(PASSAGE FOR REVIEW):
*-*-*
I've seen your nose so yeah.

j/k:jester:


----------



## colevalleytim (Mar 1, 2008)

Can I add a question to this discussion.

How do you guys know how tight to tighten the floor mounting bolts?

Is it feel or is there a torque setting?

I've always worked by feel, but live in fear of breaking a toilet.

thanks


----------



## MarkJames (Nov 25, 2012)

colevalleytim said:


> Can I add a question to this discussion.
> 
> How do you guys know how tight to tighten the floor mounting bolts?
> 
> ...


"Feel", as in "quite snug" if that makes sense. You won't crack it unless you tighten the heck out of it, in most cases. If one addresses any wobbles first, they won't feel the need to overtighten. Also, a dry run (no wax) is a great way to see where it may need some shimming. If you're setting on tile, it helps to shim and caulk the base, at least front and sides, to keep it from rotating.


----------



## MIKE ANTONETTI (Jul 17, 2012)

My take is you seat the bowl down as far as it can go. I like grout for any fill under the bowl to prevent any rocking loosening/compromising seal. So after that is accomplished, the nuts are just snugged up to prevent from going upward, not to pull down and crack. 

The torque wrench approach would be too low an amount or too risky maybe. Small wrench so you can feel torque/pressure.


----------



## MarkJames (Nov 25, 2012)

colevalleytim said:


> Can I add a question to this discussion.
> 
> How do you guys know how tight to tighten the floor mounting bolts?
> 
> ...


I've seen broken PVC flanges before cracked toilets, too. Another reason not to overtighten.


----------



## MarkJames (Nov 25, 2012)

Best shims out there. Shim as necessary, trim easily with a utility knife. 

Plumb Pak Pp836-55 Toilet Shims Soft


----------



## platinumLLC (Nov 18, 2008)

Toilet setting isn't rocket science but there is a science to it. It's been explained pretty good already. But my process is to make sure the flange is the correct height. This will eliminate 99% of your problems. Like almost all other parts of construction prep is key. Make sure the flange is in good shape and at right height and cleaned good. If not fix first. Then use the correct wax ring, not the crap ones that come with those cheap toilets. Also make sure you are using good bolts and the flange is good where the bolts go. Set the toilet and gently rock to squeeze the wax down. Don't go crazy, some downward pressure and a very little side to side rocking is all you need. Once it is close to the floor and you know you have compressed the wax good then you can tighten up the bolts. Do this evenly, not one side all the way and then the other. Once they are tight and you have felt the wax smush then I shim the toilet if needed. I use the clear rubber shims made for this. Stick them in and then tighten the toilet down a little more if needed. Then trim the shims. I personally don't caulk most toilets unless the floor is uneven and looks like crap. But if I do caulk I will leave the back 2" or so uncaulked. 

That's my way and it works for me. The feel for the wax ring smushing and how tight to bolt the toilet down is something you get the feel for over time. I've done a few hundred toilets in the last couple decades and like anything else it's something you just get the feel for.


----------



## KillerToiletSpider (May 27, 2007)

TNTSERVICES said:


> Oh yeah I forgot about you. By the book Charlie. Making something on paper a code violation just means the unions got their lobbyists to the right people.
> 
> Romex is a code violation in Naperville, but go 10 miles south and its everywhere.
> 
> ...


Do you inform your clients when you decide to ignore codes or do you just do it and collect your money?


----------



## Inner10 (Mar 12, 2009)

KillerToiletSpider said:


> Do you inform your clients when you decide to ignore codes or do you just do it and collect your money?


I collect the money first


----------
*-*-*
(RECORD SET):
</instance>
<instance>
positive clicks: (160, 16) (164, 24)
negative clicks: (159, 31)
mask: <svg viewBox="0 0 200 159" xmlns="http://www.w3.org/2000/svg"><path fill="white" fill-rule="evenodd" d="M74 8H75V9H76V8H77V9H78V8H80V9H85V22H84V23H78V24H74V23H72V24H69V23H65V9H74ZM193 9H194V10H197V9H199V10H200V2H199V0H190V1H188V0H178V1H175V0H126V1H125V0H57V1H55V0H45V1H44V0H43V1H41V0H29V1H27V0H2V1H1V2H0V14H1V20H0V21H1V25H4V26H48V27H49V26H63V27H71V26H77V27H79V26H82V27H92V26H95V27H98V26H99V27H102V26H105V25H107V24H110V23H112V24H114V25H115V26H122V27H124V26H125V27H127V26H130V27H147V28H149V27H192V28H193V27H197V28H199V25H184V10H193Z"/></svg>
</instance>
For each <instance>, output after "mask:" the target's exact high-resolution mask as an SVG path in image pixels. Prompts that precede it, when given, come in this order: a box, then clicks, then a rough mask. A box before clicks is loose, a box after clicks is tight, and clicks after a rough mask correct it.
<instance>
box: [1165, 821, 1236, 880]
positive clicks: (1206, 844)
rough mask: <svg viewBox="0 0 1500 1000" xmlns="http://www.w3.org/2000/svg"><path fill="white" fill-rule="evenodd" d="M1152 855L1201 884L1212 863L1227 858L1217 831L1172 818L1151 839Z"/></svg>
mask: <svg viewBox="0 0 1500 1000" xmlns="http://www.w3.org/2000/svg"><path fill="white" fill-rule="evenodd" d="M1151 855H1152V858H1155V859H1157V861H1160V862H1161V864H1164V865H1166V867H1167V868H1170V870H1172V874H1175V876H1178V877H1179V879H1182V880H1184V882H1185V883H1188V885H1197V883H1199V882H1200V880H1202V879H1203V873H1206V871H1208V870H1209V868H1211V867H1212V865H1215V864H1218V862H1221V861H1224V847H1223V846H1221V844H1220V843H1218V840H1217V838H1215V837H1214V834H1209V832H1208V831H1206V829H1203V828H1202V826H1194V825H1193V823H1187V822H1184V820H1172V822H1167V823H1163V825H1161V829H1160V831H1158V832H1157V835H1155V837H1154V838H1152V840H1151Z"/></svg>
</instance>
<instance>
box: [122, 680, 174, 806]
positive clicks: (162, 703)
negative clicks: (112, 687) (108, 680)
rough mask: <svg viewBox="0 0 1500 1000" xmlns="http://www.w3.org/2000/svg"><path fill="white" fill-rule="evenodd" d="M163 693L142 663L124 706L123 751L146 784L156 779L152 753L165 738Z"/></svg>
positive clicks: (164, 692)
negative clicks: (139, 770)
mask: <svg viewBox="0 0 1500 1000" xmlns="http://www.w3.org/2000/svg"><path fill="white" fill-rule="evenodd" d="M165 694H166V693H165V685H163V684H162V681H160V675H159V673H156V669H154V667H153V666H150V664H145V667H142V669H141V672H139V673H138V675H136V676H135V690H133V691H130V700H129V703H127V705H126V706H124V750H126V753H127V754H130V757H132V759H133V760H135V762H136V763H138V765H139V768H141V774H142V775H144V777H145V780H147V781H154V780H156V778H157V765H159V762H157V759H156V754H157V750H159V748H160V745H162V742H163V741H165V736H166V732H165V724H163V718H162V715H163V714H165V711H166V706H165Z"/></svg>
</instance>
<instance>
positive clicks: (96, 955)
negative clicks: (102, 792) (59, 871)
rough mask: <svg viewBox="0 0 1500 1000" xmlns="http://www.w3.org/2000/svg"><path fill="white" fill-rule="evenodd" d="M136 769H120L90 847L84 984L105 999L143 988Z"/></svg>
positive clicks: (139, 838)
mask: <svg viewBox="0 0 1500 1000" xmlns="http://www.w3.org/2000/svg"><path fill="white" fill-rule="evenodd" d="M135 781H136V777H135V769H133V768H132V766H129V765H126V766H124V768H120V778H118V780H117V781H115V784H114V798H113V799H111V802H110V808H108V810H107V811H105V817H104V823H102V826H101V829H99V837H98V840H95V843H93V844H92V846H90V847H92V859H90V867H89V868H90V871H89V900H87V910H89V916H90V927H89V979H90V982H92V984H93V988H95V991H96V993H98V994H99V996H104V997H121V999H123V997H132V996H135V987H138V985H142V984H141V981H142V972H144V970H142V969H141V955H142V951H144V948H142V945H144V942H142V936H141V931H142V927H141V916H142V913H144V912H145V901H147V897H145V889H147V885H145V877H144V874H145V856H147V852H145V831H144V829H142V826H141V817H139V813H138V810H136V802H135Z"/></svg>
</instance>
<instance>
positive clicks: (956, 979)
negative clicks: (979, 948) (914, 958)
*-*-*
(TASK ITEM A):
Translate this sentence from the toilet-setting thread into Spanish: "Toilet setting isn't rocket science but there is a science to it."
(TASK ITEM B):
In the toilet-setting thread, find the stretch that opens with the words "## KillerToiletSpider (May" and closes with "the right people.", then repeat it word for word.

(WORKED SOLUTION A):
Instalar un inodoro no es ciencia espacial, pero tiene su ciencia.

(WORKED SOLUTION B):
## KillerToiletSpider (May 27, 2007)

TNTSERVICES said:


> Oh yeah I forgot about you. By the book Charlie. Making something on paper a code violation just means the unions got their lobbyists to the right people.